Cascadeur plus que comédien, disions-nous. Il faudrait préciser : cascadeur pour le meilleur, comédien pour le pire. Triste constat malgré la réussite plastique du film : Tom Cruise ne se contente pas de hauteur et de vitesse. Il souhaite incarner le torturé Ethan Hunt, dont le visage sombre nous rappelle que le monde est au bord de l’extinction. Ethan Hunt fronce les sourcils ; tout comme ses coéquipiers et son ex-épouse. En fait, tout le monde tire la gueule. Le sourcil ne pourra se détendre qu’une fois la bombe désamorcée et les méchants punis. En attendant, il faudra subir la mauvaise humeur. Le génie de l’action sera peinturluré d’une épaisse couche de pseudo-gravité. Mais à trop tenir à l’esprit de sérieux, à trop vouloir oublier que l’actionner est un genre du corps-machine, un genre de la mécanique plaquée sur le vivant, Tom Cruise risque le pire : le ridicule. Ridicule est celui qui, par un décalage entre l’image qu’il se fait de lui-même et la réalité de ce qu’il est, suscite le ricanement. Cruise veut incarner le dernier héros au premier degré. Mais il ne peut plus cacher ses rides et l’impression tenace qu’il court après rien. Il est un businessman installé, assis sur une franchise qu’il veut toute à sa gloire, mais il joue à l’espion comme un gamin. On attendrait de lui un brin de réflexivité. Brad Bird avait été plus avisé, qui avait agrémenté son quatrième volet d’une subtile tonalité slapstick, bienvenue pour thématiser au sein de la fiction la dérision de l’entreprise. Jusque dans son ultime cascade, Cruise y était moins épique que burlesque : pour atteindre le décisif interrupteur qui allait désamorcer la bombe, il devait se vautrer dans les airbags d’une bagnole écrasée à pic sur le sol, comme une crêpe, dans un plan large parfaitement anti-spectaculaire1. En ne documentant pas la drôlerie de son action (notamment le grand-guignol de la séquence finale), le film pousse son spectateur à ricaner contre lui. Si le ridicule n’est pas traité par le film, alors le film devient ridicule.

========

Mise en pratique:
[1] Relevez tous les noms propres de personnes ou de personnages cités dans l'extrait, sans répéter un même nom.
[2] Répondez brièvement à ces questions sur l'extrait.
(a) À quel moment le sourcil pourra-t-il se détendre ?
(b) De quelle tonalité Brad Bird avait-il agrémenté son quatrième volet ?
(c) Dans l'ultime cascade de ce volet, dans quoi Cruise devait-il se vautrer ?

Liste des données:
========

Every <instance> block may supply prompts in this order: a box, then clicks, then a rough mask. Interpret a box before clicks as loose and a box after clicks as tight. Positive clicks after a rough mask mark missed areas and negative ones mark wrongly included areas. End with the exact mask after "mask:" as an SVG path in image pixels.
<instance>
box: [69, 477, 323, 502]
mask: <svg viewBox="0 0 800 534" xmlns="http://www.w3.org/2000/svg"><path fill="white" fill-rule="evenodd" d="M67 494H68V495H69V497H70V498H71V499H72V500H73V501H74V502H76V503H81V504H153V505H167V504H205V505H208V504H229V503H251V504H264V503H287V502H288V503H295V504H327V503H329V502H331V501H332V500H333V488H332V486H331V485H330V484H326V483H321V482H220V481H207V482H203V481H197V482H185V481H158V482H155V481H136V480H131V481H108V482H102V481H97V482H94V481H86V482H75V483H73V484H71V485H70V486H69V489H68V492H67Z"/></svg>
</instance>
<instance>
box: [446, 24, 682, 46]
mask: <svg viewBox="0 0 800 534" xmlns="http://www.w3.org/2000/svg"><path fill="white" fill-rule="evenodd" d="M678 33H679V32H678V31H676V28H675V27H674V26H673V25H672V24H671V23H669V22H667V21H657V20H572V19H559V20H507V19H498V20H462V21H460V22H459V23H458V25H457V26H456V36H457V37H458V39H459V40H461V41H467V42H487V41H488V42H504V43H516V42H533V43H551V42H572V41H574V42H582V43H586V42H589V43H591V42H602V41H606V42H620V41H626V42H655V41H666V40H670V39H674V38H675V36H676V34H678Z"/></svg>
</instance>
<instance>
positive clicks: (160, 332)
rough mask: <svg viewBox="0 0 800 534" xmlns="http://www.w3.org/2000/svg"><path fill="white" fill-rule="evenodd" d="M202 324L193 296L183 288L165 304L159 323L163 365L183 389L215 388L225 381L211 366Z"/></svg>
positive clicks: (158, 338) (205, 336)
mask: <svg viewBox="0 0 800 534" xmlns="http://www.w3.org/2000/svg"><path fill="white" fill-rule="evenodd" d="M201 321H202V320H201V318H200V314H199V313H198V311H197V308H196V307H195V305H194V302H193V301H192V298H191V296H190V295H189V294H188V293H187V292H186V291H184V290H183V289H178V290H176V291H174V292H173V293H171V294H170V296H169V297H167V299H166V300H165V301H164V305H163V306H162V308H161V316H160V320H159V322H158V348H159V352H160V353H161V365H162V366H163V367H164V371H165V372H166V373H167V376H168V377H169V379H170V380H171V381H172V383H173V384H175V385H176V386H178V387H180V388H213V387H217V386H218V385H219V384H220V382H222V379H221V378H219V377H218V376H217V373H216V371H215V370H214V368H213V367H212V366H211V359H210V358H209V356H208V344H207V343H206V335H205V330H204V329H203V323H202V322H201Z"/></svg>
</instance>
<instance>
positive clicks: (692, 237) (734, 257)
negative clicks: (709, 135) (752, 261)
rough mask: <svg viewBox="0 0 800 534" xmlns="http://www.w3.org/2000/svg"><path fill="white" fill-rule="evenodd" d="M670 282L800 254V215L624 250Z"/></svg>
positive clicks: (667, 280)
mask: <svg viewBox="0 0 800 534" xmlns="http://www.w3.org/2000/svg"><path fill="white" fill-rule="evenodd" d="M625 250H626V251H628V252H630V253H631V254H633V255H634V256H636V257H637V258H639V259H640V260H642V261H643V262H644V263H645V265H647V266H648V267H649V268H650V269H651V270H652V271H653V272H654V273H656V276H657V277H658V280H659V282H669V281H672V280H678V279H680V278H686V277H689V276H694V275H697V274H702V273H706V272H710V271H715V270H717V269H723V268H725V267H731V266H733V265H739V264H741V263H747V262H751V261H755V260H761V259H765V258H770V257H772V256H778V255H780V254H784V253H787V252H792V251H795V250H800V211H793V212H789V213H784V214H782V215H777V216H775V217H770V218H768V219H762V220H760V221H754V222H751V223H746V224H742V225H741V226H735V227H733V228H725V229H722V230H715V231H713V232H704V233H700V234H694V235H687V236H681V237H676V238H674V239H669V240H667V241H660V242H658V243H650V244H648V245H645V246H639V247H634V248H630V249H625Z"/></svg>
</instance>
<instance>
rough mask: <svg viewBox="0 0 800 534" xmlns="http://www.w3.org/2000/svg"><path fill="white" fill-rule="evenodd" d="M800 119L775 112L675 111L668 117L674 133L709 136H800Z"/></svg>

========

Corrigé:
[1] Tom Cruise, Ethan Hunt, Brad Bird

[2]
(a) Une fois la bombe désamorcée et les méchants punis.
(b) D'une subtile tonalité slapstick.
(c) Dans les airbags d'une bagnole écrasée à pic sur le sol.